(What the task asks): Every line of the listing that contains the word "below" is to be copied out.

Content starts

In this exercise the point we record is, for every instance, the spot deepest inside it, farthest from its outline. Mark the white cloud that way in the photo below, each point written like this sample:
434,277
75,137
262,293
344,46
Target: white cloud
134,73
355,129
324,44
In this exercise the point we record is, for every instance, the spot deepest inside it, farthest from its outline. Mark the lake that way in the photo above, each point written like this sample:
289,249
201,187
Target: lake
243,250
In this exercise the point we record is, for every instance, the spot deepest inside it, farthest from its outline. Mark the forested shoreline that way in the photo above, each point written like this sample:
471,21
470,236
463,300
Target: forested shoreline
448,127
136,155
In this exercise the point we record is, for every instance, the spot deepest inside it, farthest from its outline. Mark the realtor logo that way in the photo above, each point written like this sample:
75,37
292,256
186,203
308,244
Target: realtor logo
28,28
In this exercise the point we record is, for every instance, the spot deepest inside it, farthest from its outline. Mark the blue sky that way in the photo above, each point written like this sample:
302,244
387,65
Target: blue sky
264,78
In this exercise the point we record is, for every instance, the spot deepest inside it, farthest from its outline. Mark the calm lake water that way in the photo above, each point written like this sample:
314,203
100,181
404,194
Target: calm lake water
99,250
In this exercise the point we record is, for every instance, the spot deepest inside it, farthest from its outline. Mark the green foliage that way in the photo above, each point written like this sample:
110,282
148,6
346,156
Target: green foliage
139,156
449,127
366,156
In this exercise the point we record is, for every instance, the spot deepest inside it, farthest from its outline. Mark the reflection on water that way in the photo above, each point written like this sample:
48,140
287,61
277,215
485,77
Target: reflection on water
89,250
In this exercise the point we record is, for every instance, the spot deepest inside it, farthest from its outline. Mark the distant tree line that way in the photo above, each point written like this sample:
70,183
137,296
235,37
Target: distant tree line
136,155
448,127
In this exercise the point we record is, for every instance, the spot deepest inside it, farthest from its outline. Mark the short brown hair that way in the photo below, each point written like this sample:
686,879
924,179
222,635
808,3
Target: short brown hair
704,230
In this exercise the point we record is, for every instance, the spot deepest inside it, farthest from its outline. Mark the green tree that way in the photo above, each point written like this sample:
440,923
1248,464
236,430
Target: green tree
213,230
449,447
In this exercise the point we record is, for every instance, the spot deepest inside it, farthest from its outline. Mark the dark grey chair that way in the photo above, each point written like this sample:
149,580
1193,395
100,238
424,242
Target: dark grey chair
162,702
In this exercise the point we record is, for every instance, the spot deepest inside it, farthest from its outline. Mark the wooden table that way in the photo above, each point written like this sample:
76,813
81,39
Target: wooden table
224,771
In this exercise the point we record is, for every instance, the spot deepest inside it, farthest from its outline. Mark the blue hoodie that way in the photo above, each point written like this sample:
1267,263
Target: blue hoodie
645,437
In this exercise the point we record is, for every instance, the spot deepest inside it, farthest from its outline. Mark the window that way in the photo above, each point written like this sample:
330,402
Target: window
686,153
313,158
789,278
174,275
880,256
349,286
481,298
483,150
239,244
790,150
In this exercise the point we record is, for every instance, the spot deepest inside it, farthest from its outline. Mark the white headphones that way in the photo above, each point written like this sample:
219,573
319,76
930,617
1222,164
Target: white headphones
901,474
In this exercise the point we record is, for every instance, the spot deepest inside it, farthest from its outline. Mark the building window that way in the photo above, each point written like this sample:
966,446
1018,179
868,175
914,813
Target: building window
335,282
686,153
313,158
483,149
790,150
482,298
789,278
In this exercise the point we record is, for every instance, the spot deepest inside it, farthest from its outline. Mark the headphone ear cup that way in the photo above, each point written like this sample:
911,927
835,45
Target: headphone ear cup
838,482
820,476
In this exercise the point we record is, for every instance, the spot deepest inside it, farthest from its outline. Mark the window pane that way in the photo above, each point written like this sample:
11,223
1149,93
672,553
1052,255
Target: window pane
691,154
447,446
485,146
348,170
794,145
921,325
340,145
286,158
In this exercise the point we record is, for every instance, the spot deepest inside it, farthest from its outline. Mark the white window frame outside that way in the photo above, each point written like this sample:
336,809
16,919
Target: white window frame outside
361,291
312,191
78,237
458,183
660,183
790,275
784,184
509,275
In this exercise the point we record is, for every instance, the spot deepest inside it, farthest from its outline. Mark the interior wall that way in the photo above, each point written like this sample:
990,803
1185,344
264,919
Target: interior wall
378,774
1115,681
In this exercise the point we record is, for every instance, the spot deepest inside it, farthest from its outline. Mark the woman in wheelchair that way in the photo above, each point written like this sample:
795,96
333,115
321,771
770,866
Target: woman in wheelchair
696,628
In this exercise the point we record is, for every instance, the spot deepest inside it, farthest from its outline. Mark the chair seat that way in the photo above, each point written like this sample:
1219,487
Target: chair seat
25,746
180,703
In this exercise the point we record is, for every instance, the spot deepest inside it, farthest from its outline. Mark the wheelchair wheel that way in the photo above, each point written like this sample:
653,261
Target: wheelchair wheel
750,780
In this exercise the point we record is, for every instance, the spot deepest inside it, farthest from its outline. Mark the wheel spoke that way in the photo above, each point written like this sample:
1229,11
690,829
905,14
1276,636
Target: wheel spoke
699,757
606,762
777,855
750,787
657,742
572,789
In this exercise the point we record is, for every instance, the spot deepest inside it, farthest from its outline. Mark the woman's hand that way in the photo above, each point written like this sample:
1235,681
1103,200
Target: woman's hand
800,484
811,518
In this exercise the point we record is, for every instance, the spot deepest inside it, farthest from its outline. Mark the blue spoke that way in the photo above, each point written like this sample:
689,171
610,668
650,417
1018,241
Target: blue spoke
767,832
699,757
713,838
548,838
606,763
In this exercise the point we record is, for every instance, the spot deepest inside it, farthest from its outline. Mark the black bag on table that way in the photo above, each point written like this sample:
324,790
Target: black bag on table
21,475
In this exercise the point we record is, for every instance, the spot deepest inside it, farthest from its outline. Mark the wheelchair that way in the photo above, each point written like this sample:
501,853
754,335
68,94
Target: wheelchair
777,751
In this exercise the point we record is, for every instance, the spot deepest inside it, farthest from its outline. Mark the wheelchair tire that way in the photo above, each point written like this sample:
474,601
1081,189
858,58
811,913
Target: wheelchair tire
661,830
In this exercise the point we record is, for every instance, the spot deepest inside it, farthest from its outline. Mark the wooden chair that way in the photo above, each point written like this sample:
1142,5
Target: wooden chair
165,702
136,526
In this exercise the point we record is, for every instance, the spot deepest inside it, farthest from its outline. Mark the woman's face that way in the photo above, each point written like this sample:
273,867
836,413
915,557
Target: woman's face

Content ends

(Exercise result):
In this exercise the point we record is, for every instance, the spot deepest inside it, farthest from its outline. Mark the white cloud that way in the photo below, each point written like this sample:
In this exercise the point we record is, for every instance, the spot deepest inside it, farthest from its outline. Mark the short brown hair that way in the photo below, each point written like this sample:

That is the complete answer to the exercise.